## Objective
Every entry should be repeated exactly. Omit the pictures.

[BEGIN Provided records]

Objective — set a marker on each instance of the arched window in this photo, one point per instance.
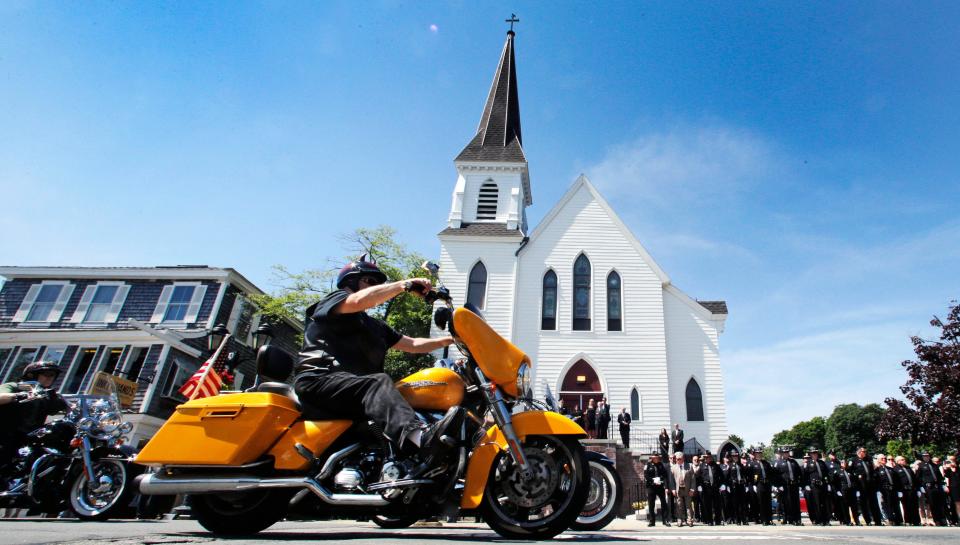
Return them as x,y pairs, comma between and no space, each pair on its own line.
694,402
614,322
487,201
548,312
581,294
477,288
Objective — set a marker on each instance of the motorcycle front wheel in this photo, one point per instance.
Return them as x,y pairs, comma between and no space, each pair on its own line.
603,500
548,500
108,494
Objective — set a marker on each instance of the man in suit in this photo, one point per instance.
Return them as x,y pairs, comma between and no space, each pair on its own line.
862,467
603,418
623,421
791,478
657,478
677,438
763,478
909,491
709,481
682,486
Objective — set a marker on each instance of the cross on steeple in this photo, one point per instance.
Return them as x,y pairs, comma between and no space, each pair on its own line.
511,20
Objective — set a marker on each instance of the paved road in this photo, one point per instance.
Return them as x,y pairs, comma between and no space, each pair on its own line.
30,531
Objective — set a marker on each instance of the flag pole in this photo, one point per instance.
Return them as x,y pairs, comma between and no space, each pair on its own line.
211,360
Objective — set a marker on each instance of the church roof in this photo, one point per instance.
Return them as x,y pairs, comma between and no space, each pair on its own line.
486,229
498,137
715,307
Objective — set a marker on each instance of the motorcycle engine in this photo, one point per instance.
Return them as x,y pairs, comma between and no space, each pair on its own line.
348,479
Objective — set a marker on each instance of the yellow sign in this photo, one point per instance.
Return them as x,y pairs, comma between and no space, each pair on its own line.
126,389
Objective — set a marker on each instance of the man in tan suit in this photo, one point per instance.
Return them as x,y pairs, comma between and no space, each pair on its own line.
682,485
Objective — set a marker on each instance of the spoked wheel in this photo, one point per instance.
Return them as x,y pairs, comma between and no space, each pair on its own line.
548,500
239,513
603,499
109,492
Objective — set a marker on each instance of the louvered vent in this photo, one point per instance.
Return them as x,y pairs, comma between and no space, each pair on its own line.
487,203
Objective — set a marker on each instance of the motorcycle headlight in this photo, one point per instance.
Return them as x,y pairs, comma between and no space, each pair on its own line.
524,381
110,422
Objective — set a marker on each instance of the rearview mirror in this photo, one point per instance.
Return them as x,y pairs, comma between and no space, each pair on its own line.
431,267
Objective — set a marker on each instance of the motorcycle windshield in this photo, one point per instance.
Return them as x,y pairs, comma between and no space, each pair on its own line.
498,358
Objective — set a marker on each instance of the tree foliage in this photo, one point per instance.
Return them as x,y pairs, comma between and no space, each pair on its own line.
405,313
851,426
932,391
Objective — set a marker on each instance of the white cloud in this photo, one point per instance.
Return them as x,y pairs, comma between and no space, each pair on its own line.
687,164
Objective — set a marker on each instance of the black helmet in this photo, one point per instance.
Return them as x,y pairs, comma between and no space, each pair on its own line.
357,268
31,371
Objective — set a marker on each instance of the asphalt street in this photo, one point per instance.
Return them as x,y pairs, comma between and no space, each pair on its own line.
30,531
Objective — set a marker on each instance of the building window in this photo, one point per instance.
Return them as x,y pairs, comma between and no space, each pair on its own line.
548,312
179,303
135,360
614,307
24,358
635,406
487,201
81,366
581,294
477,288
100,304
694,402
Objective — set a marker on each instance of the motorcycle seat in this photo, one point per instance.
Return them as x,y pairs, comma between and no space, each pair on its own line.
280,388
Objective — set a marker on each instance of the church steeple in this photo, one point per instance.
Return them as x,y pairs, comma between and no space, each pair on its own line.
498,137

[END Provided records]

## Result
Objective — set a marker on each instance of the arched window in this photo, one point per instance.
Return them as x,y pairs, comma between and no space, each pair on its own line.
694,402
614,322
487,201
548,312
581,294
477,288
Objective — set a marker on each instance of the motorcycle front wheel in this photo, one point per instance.
Return them as x,y pairs, comma between and no space, each pair on its own line.
603,500
548,500
108,494
Objective — set a marker on each instance of the man in suit in this photo, one point per instance.
Return them as x,y pairs, comma between and no space, each pair on its own line.
862,467
603,418
623,421
791,478
657,478
677,438
763,478
909,491
709,481
682,486
Objective — set a marker on each instance of the cross on steeple in this photo, one point per instance.
Return them as x,y pairs, comma between and no space, each pair on its own line.
511,20
Objective — set a marker on each instance of the paved road in this photo, one point per instance.
Return them as x,y pairs, comma between and no space, each pair on its own line.
30,531
Objective — set a marker on each instance of the flag pole in this photo, one point per instance.
Return them as x,y pairs, comma between and no space, each pair on its own line.
211,360
Objective — set a marker on each instance of the church roof in this photo, one point per instance.
Return them as x,y pairs, comma between and no space, each pair on its own line.
486,229
498,137
715,307
Objective — set a marker on each instance of the motorcycle engine in this photo, one point per instance.
Return them as x,y pairs, comma between and no space, each pair on its own line.
348,479
Objective — set a marker on each instance of the yellow sign in this photo, one point per instance.
Return them as x,y pairs, comma between and no space, each pair on its own line.
126,389
Objective — set a marker on each instance of the man in tan suit in this photo, one point per instance.
Return them as x,y pairs, comma between and no space, each pair on its own line.
682,485
Objective — set a marker on each instance of the spoked wheel in this photo, one point per instance.
Return them as x,y pairs, comma between and no space, each pair on its own line.
548,500
239,513
603,499
109,492
Objective — set a marker on each instance of the louvered vent in this photo, one point per instance.
Return them as x,y pairs, comma between and no space, each pair on its own line.
487,203
Objective — set a marker on each instance of the motorcycle headlight in this photo, one point per instance.
Return them as x,y pairs, comma between and no space, each pair on its own line.
524,381
110,422
Objective — set a marker on each instance of the rearview mirror in this photo, one point per instance.
Return them as x,y pairs, comma between and no space, each pair on its own line.
431,267
Objective — set a marker on each instance of the motorcycle windshield in this photo, one point per instance.
Return them as x,y pairs, comma between and no space, each pair on its own line.
498,358
Objective — set a marker on each instance of the tree foliage in this photo, one point per instance.
Return them as x,y pairs, comma between and no space, each pair on its own line.
405,313
851,426
932,391
Objective — set a marker on each instance of the white cloud in this photo, one point per instance.
Return them as x,y pairs, comma between and no space, each pair on its own line.
687,164
Objective — set a marker on each instance of the black helmet in this photo, one point per instance.
Return them as x,y pairs, comma between and no space, each pair on its own line.
357,268
31,371
Objective — set a marker on each instance of the asphalt street in this photo, one point per instance.
Return them as x,y pairs, comma between and no space, each pair on its own line.
30,531
Objective — set a marker on each instance of the building window in this photo, one point per instance.
Return them as x,y pairs, comma between and no space, each pair on its own line.
548,312
179,303
135,360
614,307
24,358
635,406
487,201
81,366
581,294
477,288
100,304
694,402
Objective — set a marker on each instance of the motorcycle seat in this photo, one point per instance.
Return them as x,y pairs, comma between and no space, each pair on its own line.
280,388
Objective — set a marker on each instance of the church steeple in this photo, one point per instance.
Return them as x,y pairs, comma between and no space, each pair on its own line.
498,137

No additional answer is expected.